Data provided:
════════
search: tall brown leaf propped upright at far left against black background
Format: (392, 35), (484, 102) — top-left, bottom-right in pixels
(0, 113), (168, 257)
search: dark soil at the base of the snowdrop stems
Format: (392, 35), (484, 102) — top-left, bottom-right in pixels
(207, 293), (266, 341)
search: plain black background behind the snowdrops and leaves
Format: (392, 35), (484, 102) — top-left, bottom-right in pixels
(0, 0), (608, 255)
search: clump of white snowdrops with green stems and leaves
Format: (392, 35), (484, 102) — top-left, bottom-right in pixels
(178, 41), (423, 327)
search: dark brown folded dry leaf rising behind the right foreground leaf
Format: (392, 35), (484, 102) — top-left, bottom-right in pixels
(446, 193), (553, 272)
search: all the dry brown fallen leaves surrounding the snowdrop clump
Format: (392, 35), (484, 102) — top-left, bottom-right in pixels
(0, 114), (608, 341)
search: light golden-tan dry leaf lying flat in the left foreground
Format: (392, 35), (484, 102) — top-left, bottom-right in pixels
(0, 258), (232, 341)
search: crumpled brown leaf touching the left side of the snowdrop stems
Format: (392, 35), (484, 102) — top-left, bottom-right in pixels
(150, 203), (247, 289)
════════
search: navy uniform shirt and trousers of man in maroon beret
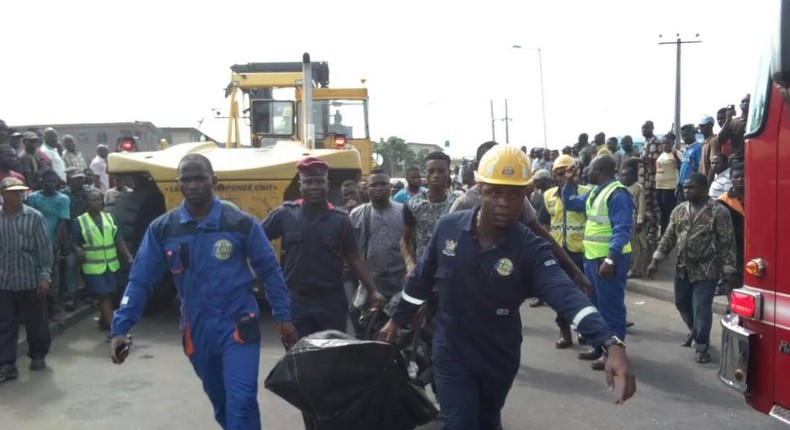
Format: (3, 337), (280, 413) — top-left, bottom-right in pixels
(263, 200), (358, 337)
════════
Instructions for the task: Please report how many lines in the records contain the string "search", and write nothing besides that number.

Worked solution: 9